╭──

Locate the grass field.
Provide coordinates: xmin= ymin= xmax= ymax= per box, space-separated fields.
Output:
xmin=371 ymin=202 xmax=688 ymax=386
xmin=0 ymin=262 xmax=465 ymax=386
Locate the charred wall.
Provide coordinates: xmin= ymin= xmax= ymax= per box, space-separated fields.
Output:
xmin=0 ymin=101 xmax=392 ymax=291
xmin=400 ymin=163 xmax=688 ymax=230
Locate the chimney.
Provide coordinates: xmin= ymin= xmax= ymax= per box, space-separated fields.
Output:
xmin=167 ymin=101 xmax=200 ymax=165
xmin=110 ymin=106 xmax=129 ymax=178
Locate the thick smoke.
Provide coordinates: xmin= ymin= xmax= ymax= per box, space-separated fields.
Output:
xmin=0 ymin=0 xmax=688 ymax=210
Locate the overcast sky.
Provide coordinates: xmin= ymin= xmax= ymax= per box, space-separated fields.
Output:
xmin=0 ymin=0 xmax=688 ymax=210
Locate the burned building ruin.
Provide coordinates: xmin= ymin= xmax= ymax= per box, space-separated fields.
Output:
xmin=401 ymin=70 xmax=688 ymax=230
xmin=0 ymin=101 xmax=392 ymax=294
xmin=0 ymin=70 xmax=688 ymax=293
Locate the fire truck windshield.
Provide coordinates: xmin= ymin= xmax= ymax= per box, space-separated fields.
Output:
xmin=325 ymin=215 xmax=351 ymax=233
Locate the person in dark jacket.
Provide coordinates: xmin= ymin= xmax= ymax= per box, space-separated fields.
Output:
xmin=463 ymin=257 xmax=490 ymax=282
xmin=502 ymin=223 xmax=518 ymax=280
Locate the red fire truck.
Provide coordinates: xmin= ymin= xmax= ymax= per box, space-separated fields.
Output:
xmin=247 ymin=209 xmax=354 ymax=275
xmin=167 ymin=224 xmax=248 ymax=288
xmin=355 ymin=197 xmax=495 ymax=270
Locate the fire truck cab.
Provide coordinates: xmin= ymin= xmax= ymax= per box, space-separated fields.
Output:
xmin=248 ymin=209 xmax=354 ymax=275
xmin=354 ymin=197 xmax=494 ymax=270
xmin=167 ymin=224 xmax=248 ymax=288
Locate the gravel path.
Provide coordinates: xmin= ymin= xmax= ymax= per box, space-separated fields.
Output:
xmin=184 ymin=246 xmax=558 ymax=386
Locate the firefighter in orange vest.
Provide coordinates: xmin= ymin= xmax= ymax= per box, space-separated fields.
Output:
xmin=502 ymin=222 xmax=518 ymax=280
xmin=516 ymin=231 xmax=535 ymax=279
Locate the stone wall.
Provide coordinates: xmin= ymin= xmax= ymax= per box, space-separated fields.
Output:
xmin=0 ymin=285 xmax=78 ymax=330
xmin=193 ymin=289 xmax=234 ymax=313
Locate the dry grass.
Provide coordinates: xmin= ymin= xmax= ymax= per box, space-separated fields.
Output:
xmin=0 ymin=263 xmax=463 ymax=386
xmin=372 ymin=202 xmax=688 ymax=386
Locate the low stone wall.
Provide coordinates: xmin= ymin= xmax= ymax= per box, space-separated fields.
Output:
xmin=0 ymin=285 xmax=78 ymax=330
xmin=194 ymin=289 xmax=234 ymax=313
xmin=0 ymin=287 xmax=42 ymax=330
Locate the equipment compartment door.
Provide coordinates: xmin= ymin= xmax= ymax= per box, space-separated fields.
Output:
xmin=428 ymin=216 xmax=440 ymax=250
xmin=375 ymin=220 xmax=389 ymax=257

╰──
╭──

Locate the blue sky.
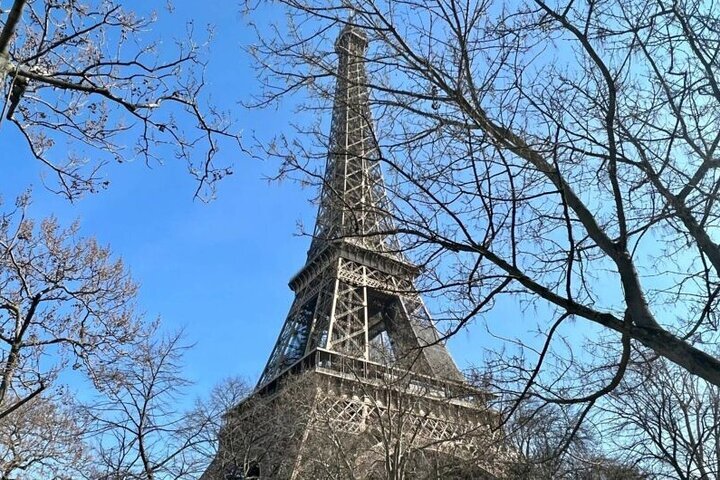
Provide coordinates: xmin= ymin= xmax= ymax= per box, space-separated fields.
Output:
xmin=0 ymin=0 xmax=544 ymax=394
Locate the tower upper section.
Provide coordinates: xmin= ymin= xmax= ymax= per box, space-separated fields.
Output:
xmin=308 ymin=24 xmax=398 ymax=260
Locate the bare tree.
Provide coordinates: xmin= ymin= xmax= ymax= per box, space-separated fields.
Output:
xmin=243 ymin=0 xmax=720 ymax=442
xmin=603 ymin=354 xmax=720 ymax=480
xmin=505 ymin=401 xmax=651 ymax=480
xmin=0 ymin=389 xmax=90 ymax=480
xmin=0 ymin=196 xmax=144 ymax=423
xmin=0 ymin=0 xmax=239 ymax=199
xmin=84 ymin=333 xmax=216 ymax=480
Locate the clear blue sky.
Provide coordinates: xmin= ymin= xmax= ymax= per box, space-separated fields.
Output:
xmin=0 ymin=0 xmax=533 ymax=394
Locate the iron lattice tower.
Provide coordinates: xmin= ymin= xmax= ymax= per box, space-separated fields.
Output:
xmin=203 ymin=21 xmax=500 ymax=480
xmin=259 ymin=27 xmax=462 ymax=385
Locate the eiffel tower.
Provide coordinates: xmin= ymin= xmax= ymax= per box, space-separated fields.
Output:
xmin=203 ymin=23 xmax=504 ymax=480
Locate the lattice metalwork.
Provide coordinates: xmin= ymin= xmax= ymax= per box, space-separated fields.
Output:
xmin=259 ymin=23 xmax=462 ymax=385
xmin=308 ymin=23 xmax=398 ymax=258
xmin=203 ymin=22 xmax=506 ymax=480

╰──
╭──

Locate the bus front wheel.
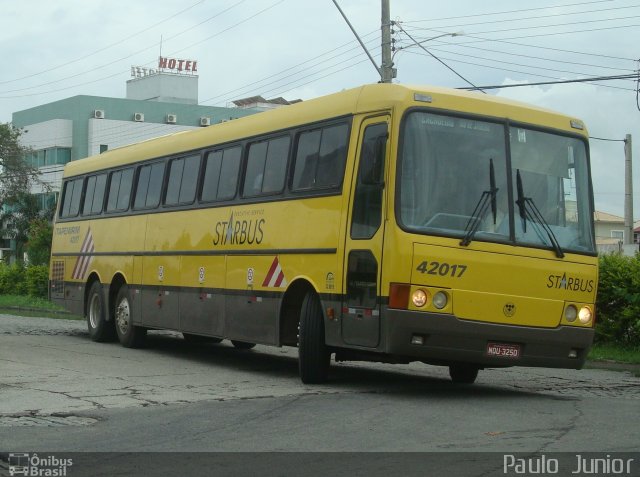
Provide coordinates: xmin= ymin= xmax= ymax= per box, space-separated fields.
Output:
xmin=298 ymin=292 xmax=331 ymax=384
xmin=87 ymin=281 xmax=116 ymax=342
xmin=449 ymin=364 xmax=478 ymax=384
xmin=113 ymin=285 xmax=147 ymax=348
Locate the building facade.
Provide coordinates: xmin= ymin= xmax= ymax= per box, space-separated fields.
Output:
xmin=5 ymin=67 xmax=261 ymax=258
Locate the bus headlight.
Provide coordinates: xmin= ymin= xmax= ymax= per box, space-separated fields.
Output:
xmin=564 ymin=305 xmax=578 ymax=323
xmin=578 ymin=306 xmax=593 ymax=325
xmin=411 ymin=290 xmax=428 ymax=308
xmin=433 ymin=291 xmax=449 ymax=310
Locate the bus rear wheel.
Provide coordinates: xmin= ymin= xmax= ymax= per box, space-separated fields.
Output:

╰──

■ **Exercise description**
Duplicate the items beginning with the line containing "Locate the burned building ruin." and continuing through the line containing "xmin=325 ymin=215 xmax=351 ymax=233", including both of those lines.

■ **Task solution**
Locate the burned building ruin.
Provide coordinates: xmin= ymin= xmax= ymax= per box, space-separated fields.
Output:
xmin=401 ymin=70 xmax=688 ymax=230
xmin=0 ymin=101 xmax=392 ymax=294
xmin=0 ymin=70 xmax=688 ymax=293
Locate the fire truck windshield.
Provide coordinates: xmin= ymin= xmax= ymax= per box, space-separated fields.
Output:
xmin=325 ymin=215 xmax=351 ymax=233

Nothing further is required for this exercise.